* [Excerpt]
________________________________________
1031 a multifamily u live/d in?

7 Replies

I just recalled that when in NYC i needed(?) to use an attorney to close on my long-term multifam flip (usually at 2 yrs owned/lived in) and usually the first words out of lawyers mouth was 'why don't u do a 1031 even exchange?' or something like that.

i never really paid attention to the particulars as to what and what can't be 1031, despite being in RE for a decade. or, i keep forgetting and too lazy to refresh.

 so what is it, i forget.. it has to be an investment property and can't be your primary residence? 

Your primary residence will not qualify for a 1031. The property must be held for investment. You will have to convert it to investment first. Speak w a 1031 specialist about how long to hold for investment before completing the 1031 exchange but two years or at a minimum two tax periods (one year and one day) is a good rule of thumb.

Assuming you lived there for 2 years the tax treatment is more generous for your primary residence than it is for an investment property.  You won't owe anything on the gains if it is less than 250K and you didn't rent the property out.  This is a better deal than the 1031 which will defer the taxes on the gains.
________________________________________
* [Dataset extract]
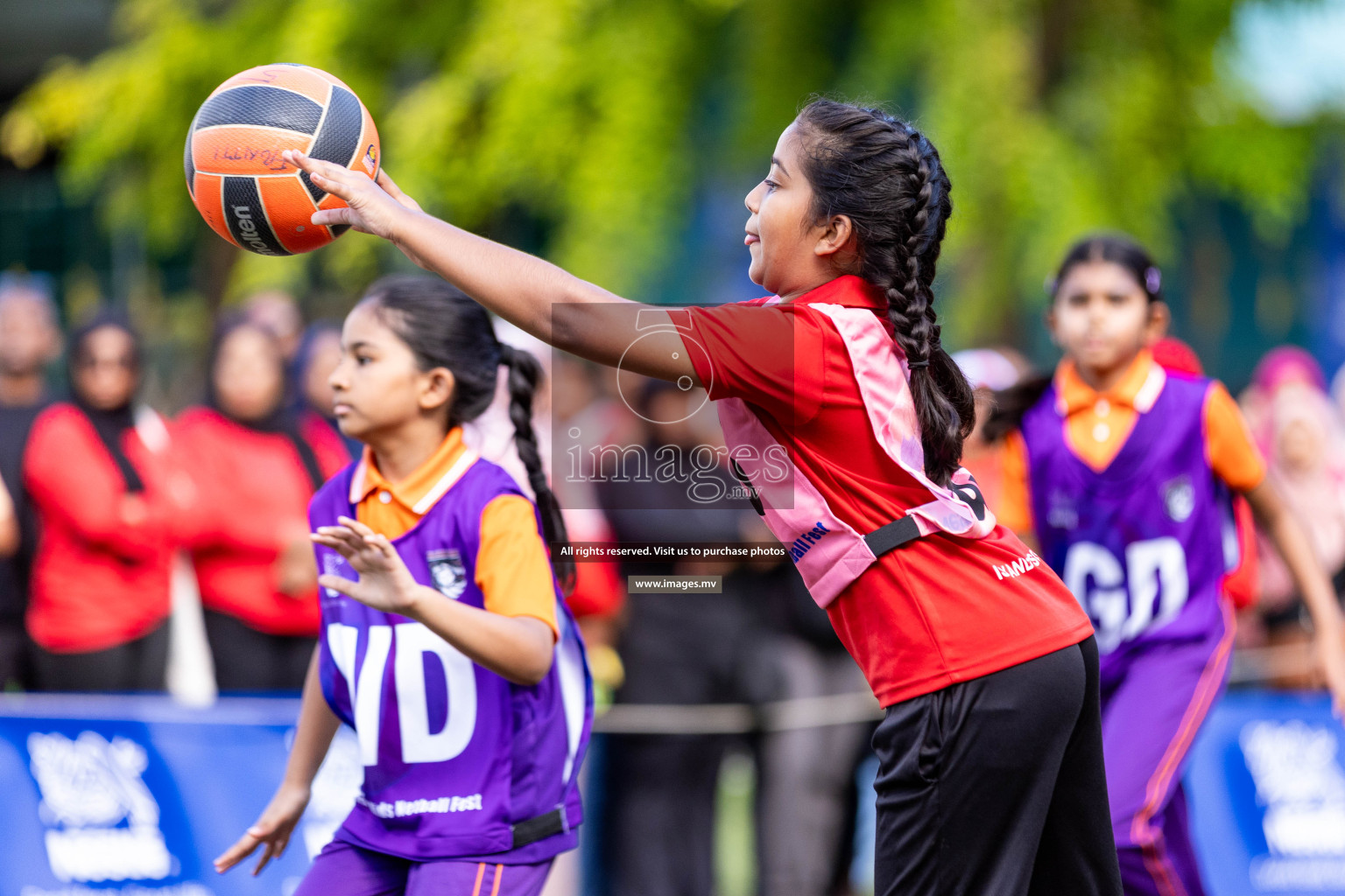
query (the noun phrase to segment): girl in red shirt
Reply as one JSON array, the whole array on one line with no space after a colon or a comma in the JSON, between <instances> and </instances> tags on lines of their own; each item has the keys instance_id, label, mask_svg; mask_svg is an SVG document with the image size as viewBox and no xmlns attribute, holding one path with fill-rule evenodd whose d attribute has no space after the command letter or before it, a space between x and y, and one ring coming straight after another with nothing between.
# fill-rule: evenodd
<instances>
[{"instance_id":1,"label":"girl in red shirt","mask_svg":"<svg viewBox=\"0 0 1345 896\"><path fill-rule=\"evenodd\" d=\"M393 240L557 348L705 386L886 707L877 893L1120 893L1091 626L958 465L974 407L932 309L951 203L923 134L810 103L746 196L749 274L775 296L679 313L430 218L386 173L286 159L348 203L315 224Z\"/></svg>"},{"instance_id":2,"label":"girl in red shirt","mask_svg":"<svg viewBox=\"0 0 1345 896\"><path fill-rule=\"evenodd\" d=\"M346 466L340 438L285 411L276 337L233 321L215 337L204 407L176 423L196 485L184 533L221 690L299 690L317 637L308 501Z\"/></svg>"},{"instance_id":3,"label":"girl in red shirt","mask_svg":"<svg viewBox=\"0 0 1345 896\"><path fill-rule=\"evenodd\" d=\"M134 406L140 343L114 317L70 339L70 400L32 424L40 527L27 625L44 690L161 690L172 531L168 430Z\"/></svg>"}]
</instances>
________________________________________
* [Work to be completed] Transcribe the 1031 exchange thread above from "Your primary residence will" up to and including "rule of thumb.".

* [Answer section]
Your primary residence will not qualify for a 1031. The property must be held for investment. You will have to convert it to investment first. Speak w a 1031 specialist about how long to hold for investment before completing the 1031 exchange but two years or at a minimum two tax periods (one year and one day) is a good rule of thumb.